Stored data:
= = = =
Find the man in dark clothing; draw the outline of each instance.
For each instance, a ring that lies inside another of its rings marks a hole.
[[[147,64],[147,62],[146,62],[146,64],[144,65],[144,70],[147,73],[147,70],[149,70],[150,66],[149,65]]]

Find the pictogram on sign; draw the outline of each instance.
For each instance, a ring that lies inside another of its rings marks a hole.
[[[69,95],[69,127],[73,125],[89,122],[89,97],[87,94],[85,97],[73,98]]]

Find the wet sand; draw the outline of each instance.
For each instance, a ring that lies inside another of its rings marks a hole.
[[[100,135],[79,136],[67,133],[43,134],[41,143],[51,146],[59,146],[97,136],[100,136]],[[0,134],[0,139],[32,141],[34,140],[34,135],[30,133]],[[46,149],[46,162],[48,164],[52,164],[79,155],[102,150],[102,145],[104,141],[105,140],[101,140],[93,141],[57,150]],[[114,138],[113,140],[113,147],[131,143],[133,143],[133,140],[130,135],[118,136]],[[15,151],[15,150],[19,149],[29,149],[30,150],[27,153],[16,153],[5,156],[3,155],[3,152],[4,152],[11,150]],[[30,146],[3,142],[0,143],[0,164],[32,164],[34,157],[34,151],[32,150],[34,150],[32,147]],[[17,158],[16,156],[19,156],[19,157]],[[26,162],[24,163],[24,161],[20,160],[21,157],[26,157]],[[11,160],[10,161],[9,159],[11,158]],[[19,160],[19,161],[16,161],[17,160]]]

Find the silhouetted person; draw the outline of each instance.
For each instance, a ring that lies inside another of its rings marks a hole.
= = = =
EXERCISE REQUIREMENTS:
Begin at the line that has "Find the silhouetted" and copy the items word for word through the end of the items, keeping that first line and the last one.

RESULT OF THE TASK:
Find the silhouetted person; draw the outline of each instance.
For each instance, a ring that lies inside another of its rings marks a hole.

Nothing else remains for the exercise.